→ STORED RECORDS:
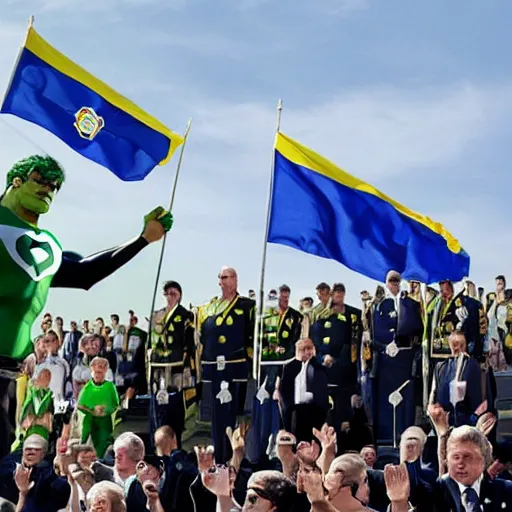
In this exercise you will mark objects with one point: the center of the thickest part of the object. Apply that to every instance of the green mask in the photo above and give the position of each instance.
(41, 177)
(35, 195)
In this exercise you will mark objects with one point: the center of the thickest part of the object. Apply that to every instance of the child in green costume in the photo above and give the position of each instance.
(37, 411)
(98, 400)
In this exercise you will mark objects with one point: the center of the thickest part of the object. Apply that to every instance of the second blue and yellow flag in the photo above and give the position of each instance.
(51, 91)
(322, 210)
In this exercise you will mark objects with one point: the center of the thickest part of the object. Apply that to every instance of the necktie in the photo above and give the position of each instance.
(470, 499)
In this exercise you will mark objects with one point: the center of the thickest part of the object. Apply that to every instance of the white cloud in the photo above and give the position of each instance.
(344, 7)
(374, 133)
(88, 6)
(384, 135)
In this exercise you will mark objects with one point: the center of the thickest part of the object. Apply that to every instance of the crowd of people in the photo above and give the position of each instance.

→ REQUIREMENTS: Repeat the lines above with each "thickest part" swapped for "widest part" and nothing else changed, leaving out the pictures.

→ ANSWER TO THIS PROBLEM:
In this exercise you will mark objects with one point: the center of the widest part of the object. Apply that to every instance of the green mask in the photo above and give the position of each instance.
(41, 177)
(35, 195)
In this exercise you will mark objects with one point: the center of the widest part of the object. Apply that to every instance of the child in green costume in the photo above and give the position of each instance.
(37, 411)
(98, 400)
In this exercise you will mark objects with one point: the center of the widest part of the object. Apply that to every instance of the second blue and yellow flag in the photo above and give the position of each instance.
(51, 91)
(322, 210)
In this exercise you will mark objects with one point: the center of the widest part of the object. Apply that to every instance of the necktie in the photo above and give the position of each instance.
(470, 499)
In this exercise you will mark objects with one point: the center of the widest part of the object. Apply that to every instance of the white cloud in the photo above and give the position of each instance.
(344, 7)
(374, 133)
(88, 6)
(384, 135)
In this exercise you will mark objects with one point: the center of the widest part of the object. Apply that to every instance of the crowd of people in the photo above and give the position of each instance.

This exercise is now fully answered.